Count how many lines of the data below contain the string "negative", matching case exactly, and reply with only that number.
======
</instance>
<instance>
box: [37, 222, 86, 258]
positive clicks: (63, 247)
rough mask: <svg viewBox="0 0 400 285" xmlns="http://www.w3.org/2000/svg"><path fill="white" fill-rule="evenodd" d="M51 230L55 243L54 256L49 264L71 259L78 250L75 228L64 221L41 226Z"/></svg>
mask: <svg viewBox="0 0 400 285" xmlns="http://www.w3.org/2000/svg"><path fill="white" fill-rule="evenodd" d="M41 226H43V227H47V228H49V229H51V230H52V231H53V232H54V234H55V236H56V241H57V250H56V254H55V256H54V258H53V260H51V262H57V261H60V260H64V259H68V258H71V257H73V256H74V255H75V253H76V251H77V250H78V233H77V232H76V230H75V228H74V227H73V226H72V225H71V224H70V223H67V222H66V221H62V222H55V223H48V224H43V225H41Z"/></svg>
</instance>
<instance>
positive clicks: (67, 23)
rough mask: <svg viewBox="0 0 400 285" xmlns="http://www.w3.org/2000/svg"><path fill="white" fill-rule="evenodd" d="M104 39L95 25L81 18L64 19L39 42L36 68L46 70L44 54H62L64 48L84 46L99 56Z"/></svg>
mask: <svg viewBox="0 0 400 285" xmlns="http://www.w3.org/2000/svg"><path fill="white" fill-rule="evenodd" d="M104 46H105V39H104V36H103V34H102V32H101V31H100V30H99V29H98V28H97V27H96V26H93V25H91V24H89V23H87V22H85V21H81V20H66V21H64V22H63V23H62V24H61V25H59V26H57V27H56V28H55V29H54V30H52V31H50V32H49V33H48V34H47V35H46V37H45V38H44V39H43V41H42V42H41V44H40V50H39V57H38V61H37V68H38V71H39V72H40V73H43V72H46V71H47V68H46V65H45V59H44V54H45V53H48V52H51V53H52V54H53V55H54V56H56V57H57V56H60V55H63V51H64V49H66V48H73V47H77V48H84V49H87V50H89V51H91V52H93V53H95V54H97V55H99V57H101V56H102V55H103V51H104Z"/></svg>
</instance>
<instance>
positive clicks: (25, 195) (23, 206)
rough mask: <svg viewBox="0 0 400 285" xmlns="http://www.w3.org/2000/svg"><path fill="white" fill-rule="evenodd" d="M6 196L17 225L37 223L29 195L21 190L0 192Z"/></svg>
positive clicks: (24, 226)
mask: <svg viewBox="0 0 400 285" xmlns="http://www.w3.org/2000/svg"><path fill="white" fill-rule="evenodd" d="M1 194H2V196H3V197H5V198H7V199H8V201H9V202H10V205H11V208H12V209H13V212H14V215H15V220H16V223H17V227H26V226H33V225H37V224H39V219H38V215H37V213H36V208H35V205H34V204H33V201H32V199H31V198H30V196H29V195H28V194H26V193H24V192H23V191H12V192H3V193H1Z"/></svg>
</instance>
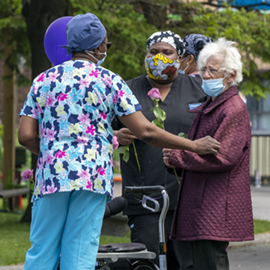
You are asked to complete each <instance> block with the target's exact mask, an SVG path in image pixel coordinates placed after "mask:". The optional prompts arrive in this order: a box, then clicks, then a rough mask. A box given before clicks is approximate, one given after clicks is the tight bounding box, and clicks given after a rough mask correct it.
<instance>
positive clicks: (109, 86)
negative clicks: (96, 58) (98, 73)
mask: <svg viewBox="0 0 270 270" xmlns="http://www.w3.org/2000/svg"><path fill="white" fill-rule="evenodd" d="M102 80H103V81H104V82H105V84H106V85H107V86H108V87H110V88H111V87H112V79H111V77H110V76H108V75H107V74H105V75H104V78H103V79H102Z"/></svg>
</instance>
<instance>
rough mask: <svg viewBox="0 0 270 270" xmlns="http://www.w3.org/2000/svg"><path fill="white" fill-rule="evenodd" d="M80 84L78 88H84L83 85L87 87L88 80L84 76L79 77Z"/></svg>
mask: <svg viewBox="0 0 270 270" xmlns="http://www.w3.org/2000/svg"><path fill="white" fill-rule="evenodd" d="M79 84H80V88H84V87H86V88H87V87H89V84H90V80H88V79H86V78H81V80H80V81H79Z"/></svg>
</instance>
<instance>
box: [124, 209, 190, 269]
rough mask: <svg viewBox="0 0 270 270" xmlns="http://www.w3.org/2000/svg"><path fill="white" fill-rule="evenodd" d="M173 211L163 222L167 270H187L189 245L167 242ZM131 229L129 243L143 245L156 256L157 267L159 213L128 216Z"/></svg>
mask: <svg viewBox="0 0 270 270" xmlns="http://www.w3.org/2000/svg"><path fill="white" fill-rule="evenodd" d="M173 213H174V211H169V212H168V213H167V216H166V220H165V239H166V242H167V265H168V270H187V269H193V268H192V258H191V253H190V249H189V243H188V242H184V241H176V240H169V235H170V229H171V225H172V219H173ZM128 218H129V227H130V229H131V242H137V243H143V244H144V245H145V246H146V247H147V249H148V250H149V251H153V252H155V253H156V254H157V257H156V258H155V260H153V261H154V263H155V264H157V265H159V258H158V253H159V251H158V243H159V233H158V219H159V213H153V214H147V215H134V216H128Z"/></svg>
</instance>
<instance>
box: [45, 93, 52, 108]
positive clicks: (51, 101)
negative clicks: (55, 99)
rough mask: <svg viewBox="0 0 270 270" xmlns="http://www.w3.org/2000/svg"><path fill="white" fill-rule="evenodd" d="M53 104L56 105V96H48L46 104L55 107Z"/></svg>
mask: <svg viewBox="0 0 270 270" xmlns="http://www.w3.org/2000/svg"><path fill="white" fill-rule="evenodd" d="M53 105H54V97H53V96H52V95H49V96H48V97H47V101H46V106H47V107H53Z"/></svg>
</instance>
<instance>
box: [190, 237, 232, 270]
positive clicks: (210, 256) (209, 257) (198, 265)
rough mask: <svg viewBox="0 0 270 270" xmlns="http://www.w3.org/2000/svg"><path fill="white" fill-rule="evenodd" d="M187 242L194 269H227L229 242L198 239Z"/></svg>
mask: <svg viewBox="0 0 270 270" xmlns="http://www.w3.org/2000/svg"><path fill="white" fill-rule="evenodd" d="M189 244H190V250H191V254H192V259H193V269H194V270H229V260H228V254H227V247H228V245H229V242H222V241H212V240H199V241H190V242H189Z"/></svg>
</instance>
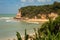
======
▶ **Answer below**
2